-- DATA follows --

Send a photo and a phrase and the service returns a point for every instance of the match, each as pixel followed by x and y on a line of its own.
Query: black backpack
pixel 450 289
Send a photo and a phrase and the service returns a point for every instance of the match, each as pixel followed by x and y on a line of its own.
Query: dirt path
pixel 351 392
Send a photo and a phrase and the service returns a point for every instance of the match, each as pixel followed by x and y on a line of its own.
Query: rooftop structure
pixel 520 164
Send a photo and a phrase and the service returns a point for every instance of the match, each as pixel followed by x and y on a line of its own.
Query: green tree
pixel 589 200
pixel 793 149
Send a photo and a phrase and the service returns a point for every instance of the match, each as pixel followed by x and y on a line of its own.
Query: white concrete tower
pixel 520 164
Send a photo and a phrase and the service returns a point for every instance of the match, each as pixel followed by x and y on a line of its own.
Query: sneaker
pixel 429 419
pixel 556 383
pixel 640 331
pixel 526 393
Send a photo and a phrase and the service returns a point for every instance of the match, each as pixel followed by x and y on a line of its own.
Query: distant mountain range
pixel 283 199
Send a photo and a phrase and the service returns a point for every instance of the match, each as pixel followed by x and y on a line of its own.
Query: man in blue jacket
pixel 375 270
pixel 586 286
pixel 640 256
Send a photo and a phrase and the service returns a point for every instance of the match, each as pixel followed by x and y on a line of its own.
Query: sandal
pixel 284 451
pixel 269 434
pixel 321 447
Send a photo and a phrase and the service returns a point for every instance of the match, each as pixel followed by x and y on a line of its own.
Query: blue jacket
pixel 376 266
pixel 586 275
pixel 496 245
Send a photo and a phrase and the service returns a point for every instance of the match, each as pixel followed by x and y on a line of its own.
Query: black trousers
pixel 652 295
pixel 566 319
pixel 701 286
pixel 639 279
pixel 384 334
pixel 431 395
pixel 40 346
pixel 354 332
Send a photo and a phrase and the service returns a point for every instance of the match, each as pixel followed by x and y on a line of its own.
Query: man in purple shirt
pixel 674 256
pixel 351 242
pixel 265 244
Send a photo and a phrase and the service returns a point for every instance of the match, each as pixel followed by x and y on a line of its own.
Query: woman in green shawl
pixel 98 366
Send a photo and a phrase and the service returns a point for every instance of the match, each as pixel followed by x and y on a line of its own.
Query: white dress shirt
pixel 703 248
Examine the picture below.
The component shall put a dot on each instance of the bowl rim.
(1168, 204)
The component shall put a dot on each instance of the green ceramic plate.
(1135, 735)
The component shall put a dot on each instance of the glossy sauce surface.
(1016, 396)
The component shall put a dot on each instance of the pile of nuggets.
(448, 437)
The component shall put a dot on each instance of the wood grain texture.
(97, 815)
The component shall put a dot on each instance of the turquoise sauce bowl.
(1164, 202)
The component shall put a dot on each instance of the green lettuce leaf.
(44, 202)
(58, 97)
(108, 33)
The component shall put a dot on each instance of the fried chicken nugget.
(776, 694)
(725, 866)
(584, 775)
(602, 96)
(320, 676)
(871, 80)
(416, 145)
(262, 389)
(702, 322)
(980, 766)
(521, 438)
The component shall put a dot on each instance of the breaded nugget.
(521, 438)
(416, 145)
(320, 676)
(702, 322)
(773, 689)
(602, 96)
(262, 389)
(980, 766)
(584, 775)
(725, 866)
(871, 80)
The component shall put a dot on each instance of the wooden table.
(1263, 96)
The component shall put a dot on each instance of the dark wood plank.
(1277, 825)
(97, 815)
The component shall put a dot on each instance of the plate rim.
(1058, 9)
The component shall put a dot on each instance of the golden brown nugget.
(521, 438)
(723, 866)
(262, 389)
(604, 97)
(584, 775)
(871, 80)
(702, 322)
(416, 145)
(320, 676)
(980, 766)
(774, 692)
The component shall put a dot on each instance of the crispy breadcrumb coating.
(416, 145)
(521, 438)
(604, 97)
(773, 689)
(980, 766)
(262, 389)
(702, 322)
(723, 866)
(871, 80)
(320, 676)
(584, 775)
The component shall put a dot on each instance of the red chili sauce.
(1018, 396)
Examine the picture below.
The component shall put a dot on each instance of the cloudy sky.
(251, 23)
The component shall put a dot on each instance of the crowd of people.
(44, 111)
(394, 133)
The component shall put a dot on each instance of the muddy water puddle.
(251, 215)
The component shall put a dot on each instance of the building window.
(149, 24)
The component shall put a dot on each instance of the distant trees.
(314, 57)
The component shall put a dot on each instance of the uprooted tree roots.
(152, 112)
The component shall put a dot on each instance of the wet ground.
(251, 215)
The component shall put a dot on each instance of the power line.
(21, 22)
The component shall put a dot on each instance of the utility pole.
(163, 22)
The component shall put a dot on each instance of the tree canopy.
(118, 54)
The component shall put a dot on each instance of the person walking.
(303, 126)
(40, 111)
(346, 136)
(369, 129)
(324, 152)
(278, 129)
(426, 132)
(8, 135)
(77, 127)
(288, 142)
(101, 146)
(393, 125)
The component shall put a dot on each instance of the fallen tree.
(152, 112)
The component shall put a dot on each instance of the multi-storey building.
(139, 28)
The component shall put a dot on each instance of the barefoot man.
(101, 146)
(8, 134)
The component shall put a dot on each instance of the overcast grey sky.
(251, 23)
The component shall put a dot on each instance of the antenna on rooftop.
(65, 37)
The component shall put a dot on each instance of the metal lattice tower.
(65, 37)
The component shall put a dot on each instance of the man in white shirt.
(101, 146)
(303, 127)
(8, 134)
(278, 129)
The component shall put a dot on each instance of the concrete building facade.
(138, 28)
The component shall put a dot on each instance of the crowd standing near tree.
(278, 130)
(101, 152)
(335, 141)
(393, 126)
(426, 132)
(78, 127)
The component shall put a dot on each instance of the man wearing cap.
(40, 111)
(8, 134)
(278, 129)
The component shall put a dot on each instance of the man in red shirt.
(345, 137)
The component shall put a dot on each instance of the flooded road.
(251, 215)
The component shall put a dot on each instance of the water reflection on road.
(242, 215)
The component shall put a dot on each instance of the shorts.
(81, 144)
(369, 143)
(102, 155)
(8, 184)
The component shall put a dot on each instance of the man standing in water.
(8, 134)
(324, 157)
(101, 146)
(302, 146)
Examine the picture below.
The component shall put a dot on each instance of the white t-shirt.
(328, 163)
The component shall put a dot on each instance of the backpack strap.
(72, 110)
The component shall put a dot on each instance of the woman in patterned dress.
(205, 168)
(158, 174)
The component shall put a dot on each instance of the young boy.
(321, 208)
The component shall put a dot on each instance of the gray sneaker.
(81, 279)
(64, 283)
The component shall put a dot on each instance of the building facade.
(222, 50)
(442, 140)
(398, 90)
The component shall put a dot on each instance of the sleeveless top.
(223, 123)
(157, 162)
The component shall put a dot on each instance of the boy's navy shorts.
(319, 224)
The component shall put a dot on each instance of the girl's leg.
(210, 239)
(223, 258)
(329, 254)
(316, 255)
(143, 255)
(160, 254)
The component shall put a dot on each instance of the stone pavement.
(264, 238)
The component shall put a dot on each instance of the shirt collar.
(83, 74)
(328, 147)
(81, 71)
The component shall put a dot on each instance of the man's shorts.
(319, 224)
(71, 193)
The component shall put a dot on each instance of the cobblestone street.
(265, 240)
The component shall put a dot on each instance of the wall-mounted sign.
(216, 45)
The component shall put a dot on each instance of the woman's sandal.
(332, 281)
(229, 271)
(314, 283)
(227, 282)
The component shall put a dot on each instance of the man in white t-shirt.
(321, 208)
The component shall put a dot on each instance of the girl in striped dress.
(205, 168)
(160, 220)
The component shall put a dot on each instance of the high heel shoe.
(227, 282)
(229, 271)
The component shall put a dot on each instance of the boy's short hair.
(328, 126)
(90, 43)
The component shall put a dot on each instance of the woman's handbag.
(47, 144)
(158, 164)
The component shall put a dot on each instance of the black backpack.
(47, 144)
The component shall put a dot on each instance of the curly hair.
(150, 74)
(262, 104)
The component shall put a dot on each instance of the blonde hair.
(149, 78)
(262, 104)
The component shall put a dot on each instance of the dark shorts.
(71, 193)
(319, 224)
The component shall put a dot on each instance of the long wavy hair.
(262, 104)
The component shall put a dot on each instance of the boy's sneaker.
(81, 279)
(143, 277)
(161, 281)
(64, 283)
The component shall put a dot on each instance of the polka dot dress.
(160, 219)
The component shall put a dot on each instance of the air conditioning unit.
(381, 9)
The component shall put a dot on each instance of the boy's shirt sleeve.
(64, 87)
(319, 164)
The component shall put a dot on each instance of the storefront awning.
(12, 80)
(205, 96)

-- DATA concluded --

Beginning with the line that holds "air conditioning unit.", please return every line through the end of the data, exactly as written.

The component shall put a dot on each instance of the air conditioning unit.
(381, 9)
The component shall put a dot on each instance of the boy's shirt sleeve.
(64, 87)
(319, 164)
The component shall put a dot on each instance of the storefront awning.
(12, 80)
(205, 96)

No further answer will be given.